Copy the material word for word, from the line containing "Expected: one point per instance of the car front" through the end, including both ends.

(Lines of data)
-- Start --
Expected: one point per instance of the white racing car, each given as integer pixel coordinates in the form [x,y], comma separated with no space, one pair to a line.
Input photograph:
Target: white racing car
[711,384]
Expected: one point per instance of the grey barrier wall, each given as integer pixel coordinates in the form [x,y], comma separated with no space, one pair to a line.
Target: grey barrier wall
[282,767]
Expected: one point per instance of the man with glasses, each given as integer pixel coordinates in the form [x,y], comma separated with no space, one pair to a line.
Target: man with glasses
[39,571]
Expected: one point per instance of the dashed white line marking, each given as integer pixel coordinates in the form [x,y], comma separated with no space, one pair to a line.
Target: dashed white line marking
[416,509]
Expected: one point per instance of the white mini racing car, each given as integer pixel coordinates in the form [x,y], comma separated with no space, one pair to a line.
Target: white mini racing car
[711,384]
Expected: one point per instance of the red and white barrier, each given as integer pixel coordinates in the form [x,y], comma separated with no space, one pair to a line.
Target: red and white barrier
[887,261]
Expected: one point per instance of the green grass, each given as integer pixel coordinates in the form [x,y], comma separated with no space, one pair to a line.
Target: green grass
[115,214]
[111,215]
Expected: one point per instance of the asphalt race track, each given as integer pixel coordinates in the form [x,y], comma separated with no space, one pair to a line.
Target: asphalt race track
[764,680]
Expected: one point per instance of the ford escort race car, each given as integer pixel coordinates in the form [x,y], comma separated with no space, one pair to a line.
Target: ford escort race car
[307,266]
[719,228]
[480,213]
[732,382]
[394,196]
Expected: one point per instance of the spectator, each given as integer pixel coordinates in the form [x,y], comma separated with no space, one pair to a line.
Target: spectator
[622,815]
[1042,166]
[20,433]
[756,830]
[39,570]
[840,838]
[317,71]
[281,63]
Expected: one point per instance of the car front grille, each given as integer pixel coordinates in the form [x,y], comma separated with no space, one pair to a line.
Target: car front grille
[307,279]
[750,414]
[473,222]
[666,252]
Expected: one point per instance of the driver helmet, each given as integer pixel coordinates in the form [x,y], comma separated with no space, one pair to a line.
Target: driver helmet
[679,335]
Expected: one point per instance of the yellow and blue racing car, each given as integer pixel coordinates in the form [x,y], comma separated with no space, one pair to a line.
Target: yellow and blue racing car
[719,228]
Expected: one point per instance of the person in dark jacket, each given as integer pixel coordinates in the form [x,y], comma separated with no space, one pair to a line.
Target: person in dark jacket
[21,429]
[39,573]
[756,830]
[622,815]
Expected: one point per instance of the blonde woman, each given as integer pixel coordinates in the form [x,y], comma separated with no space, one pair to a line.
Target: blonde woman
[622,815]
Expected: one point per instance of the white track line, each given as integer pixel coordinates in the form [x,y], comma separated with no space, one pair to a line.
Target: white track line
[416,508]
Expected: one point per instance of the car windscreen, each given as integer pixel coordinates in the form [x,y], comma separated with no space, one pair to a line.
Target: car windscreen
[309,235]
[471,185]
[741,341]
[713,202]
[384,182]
-- End --
**TASK ANSWER**
Expected: one point per instance of the car front grille, each given as integer pixel coordinates in the form [x,y], comma separated with no space, one pair to a line.
Target: car front grille
[307,279]
[750,414]
[473,222]
[666,252]
Expected: one point per instance of the driver helmet, each given as integer pixel coordinates in the form [x,y], comma separated with no space, one pair to a line.
Target: driver helmet
[679,335]
Expected: one point per instance of the yellow and blue racing car, each given as integer pixel coordinates in the form [x,y], comma separated with no space, one pair to a line.
Target: yellow and blue racing car
[719,228]
Expected: one point per instance of the person in dark jacket, each given as integer pixel coordinates in the form [x,y], comma separated with no space, one pair to a line.
Target: person in dark jacket
[21,429]
[39,573]
[756,830]
[622,815]
Expected: one point per instance of the blonde woman, each given as integer pixel coordinates in the form [x,y], comma separated with no space, one pair to a line.
Target: blonde woman
[622,815]
Expected: one point per instance of the white track line, each given as integer pixel coordinates in the form [x,y], comma separated with no space, one pair to a line.
Target: white track line
[416,508]
Expected: one point per instance of the car windscreen, each given as integer pixel coordinates in the form [x,y], comma separated with no space, one pair to a line.
Target: car windscreen
[309,235]
[471,185]
[741,341]
[713,202]
[384,182]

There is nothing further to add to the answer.